**PASSAGE GIVEN**.

────────

[libre-riscv-dev] SV Prefix questions

Sat Jun 22 13:00:19 BST 2019

https://libre-riscv.org/simple_v_extension/sv_prefix_proposal/#setvl

The proposed format is setvl rd, rs1, imm

I'm having a bit of difficulty understanding the rules, how loops would be
envisaged, why there is no MAXVL and why no use of CSRRW

The rules do not make sense, and are not as clean or clear as either RVV or
SVOrig.

Why test rs1 for being larger than the imm set VL to only half of rs1?

Why set VL to XLEN when ... no, there is just no logic to this at all, and
I suspect that loops will be complex or just plain difficult if not
impossible to understand.

Can you explain and justify it with some pseudocode examples and
explanation?

We need to choose one form or the other, it's not going to work with both.

The CSRRWI format only allows a 5 bit immediate:
>
>
CSRRWI rd, VL, #imm

and the CSRRW format only allows a 5 bit register:

CSRRW rd, VL, rs1

This would have been enough for RVV to set VL from MIN(MAXVL, rs1) and then
return that into rd, however CSRs are forced to return the *old* value, and
the loops need VL (new value) to be returned, otherwise you need a CSRRD
which is a waste of another opcode.

Therefore they decided to add VSETVL as an instruction.

I understand why they did it: I disagree with the strict rules, and so, SV
SETVL, rd is set to the *new* value.

The reason for the MAXVL as a separate CSR is because it defines the range
of the vectorisation. Where RVV has separate vector regs, the vectorisation
takes place on elements *in* that vector reg, thus MVL is an architectural
specific feature.

────────

**DATA EXCERPT**.
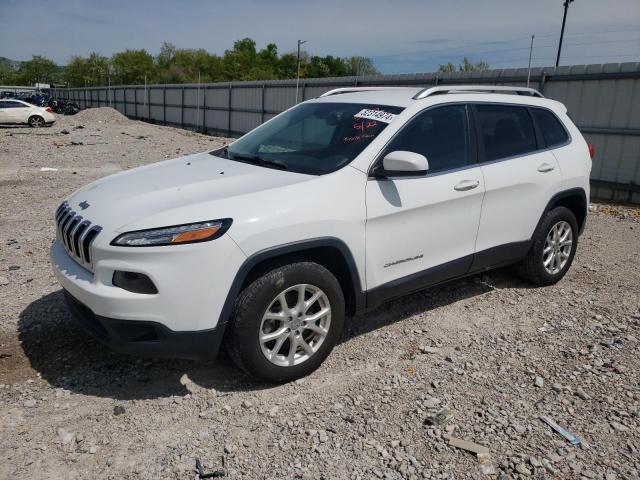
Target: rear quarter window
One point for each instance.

────────

**PROBLEM SET**.
1. From the SV Prefix post, set down the passage that begins at the words "Why test rs1" and stops after "impossible to understand.".
2. In the SV Prefix post, what value is rd set to under SV SETVL?

**OUTPUTS IN ORDER**.
1.
Why test rs1 for being larger than the imm set VL to only half of rs1?

Why set VL to XLEN when ... no, there is just no logic to this at all, and
I suspect that loops will be complex or just plain difficult if not
impossible to understand.

2. The new value.